Task to complete.
Pick out and copy every line below that has the word "light".
Provided data Block Start
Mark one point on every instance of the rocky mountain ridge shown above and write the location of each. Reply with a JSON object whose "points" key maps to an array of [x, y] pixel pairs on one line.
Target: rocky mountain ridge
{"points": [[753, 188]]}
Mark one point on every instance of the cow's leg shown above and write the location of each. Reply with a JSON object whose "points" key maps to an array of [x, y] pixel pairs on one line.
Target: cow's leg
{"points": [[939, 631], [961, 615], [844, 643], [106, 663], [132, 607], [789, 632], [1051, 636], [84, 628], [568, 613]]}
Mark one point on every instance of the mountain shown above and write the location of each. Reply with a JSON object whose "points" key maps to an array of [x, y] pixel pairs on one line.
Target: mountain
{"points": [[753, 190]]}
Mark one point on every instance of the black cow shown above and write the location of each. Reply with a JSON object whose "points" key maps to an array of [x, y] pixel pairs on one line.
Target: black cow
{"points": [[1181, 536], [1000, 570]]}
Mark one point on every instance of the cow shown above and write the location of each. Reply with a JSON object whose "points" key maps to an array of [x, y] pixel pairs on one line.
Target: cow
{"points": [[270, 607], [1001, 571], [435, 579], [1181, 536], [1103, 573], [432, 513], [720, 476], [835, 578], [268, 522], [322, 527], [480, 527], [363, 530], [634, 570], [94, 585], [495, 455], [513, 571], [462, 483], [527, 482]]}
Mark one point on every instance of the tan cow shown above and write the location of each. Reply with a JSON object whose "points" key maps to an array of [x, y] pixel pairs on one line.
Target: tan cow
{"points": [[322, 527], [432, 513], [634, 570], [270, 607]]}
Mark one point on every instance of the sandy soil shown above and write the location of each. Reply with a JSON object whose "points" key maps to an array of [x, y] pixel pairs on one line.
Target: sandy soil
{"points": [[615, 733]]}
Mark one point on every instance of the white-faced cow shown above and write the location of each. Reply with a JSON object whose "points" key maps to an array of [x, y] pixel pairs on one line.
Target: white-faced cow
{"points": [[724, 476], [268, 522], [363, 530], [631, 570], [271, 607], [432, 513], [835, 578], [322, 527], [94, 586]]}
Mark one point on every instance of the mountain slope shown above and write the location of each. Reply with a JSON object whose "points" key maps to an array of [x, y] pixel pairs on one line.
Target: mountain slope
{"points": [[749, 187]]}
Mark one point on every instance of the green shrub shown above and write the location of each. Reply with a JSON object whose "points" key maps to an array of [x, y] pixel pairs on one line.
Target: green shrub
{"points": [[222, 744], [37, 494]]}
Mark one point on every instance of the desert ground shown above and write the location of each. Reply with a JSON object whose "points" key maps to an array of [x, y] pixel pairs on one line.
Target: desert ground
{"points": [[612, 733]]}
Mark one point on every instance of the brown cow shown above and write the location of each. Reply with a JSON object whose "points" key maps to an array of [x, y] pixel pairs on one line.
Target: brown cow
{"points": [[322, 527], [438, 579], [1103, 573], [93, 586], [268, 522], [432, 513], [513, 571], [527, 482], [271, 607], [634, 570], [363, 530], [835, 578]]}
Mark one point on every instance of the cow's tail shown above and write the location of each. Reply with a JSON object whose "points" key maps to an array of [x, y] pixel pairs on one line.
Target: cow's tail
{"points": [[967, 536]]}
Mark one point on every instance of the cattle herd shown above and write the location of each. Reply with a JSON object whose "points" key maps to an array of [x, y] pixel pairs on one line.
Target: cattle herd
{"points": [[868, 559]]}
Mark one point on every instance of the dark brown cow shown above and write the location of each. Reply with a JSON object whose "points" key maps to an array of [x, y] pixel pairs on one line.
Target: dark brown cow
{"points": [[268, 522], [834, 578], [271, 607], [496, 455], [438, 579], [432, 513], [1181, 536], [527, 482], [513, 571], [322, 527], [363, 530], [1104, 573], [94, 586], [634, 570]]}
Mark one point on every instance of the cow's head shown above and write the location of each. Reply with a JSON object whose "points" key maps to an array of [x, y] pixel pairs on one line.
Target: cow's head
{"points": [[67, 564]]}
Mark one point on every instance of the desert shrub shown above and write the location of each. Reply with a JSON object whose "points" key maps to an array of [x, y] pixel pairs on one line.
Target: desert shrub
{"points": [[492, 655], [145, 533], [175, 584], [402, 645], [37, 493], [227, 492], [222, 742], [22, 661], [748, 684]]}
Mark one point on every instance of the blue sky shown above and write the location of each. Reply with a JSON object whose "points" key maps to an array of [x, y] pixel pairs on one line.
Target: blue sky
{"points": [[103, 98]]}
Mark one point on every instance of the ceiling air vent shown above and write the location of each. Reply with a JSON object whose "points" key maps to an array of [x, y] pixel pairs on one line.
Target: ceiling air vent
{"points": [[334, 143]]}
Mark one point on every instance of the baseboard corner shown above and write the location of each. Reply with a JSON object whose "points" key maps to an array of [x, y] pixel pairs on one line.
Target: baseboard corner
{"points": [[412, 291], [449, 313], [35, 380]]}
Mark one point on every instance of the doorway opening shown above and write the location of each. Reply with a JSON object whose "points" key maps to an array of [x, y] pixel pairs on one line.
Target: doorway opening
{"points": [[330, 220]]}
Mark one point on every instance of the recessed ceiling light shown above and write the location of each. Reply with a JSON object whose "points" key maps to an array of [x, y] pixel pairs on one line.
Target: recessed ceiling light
Provided data Block End
Response to the task.
Mark one point on every instance of the recessed ceiling light shown above and write the location of each. Reply with a JSON object whose "points" key maps to an array of [x, y] pixel pairs on one line.
Target: recessed ceiling light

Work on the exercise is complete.